**Referring expression pointing data:**
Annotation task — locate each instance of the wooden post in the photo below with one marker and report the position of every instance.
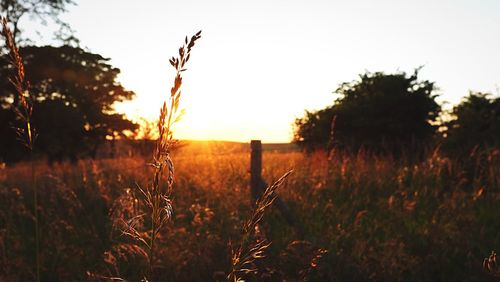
(256, 169)
(258, 186)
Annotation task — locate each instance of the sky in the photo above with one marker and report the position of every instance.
(261, 63)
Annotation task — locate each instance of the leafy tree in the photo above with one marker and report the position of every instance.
(378, 112)
(73, 93)
(476, 123)
(42, 10)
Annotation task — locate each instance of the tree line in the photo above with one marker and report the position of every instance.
(72, 91)
(398, 113)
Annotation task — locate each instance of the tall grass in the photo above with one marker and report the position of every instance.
(378, 218)
(251, 249)
(156, 199)
(23, 110)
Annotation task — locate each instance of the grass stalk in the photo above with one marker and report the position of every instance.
(157, 201)
(23, 109)
(247, 252)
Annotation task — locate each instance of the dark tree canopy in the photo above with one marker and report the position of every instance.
(476, 124)
(379, 111)
(73, 93)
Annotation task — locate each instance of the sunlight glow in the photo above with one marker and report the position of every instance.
(260, 64)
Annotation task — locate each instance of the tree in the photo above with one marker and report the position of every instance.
(476, 124)
(73, 93)
(14, 10)
(378, 112)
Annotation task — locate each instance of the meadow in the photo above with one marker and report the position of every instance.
(361, 217)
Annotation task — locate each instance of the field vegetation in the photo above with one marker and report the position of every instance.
(363, 217)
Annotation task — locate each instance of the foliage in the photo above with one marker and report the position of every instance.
(73, 93)
(379, 218)
(476, 124)
(380, 111)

**What to do:** Every line of the data above should be quoted exactly. Omit the pictures.

**Response box:**
Annotation task — locate each instance of the wooden post in the photo below with one marker and report the position of every instance.
(256, 169)
(258, 186)
Annotation task — locate each instance of the sky in the photo above with one marker and report the position of every instance.
(261, 63)
Annotation task — locate each instance of the leafy tree in the photo above with one marker and report the position of every instance.
(378, 112)
(73, 93)
(476, 123)
(42, 10)
Annotation task — locate each instance of the tree line in the photo above with one marker and report the position of every instance.
(72, 91)
(398, 113)
Annotation task — locate each instance of the tall grass in the photo above with one marker and report the position of every instance.
(378, 218)
(251, 249)
(156, 199)
(23, 110)
Annotation task — locate each instance of the grass stalk in the photo above with one marker and report the position of every instance.
(157, 201)
(23, 109)
(247, 252)
Annotation task — locate each instance of the dark tree canopy in the photo above with one marker and report the position of every instance.
(476, 124)
(379, 111)
(73, 93)
Annotation task — locate each instance of the sunlight glow in the photo above with one marker and report the position of every instance.
(260, 64)
Annotation task — locate each instance of the tree in the photo above with one marker and report the position of every instance.
(476, 124)
(73, 93)
(14, 10)
(378, 112)
Annotation task — locate each instance of the meadow in the photo above with one marker and report the position of every instance.
(361, 217)
Annotation task — locate each instance of the field vegetation in the photo above with one marker and report the position of every instance.
(363, 217)
Annotation task — locate each instance of the foliage in the photo above with one marker and report the position of every instance.
(73, 93)
(379, 218)
(476, 124)
(380, 111)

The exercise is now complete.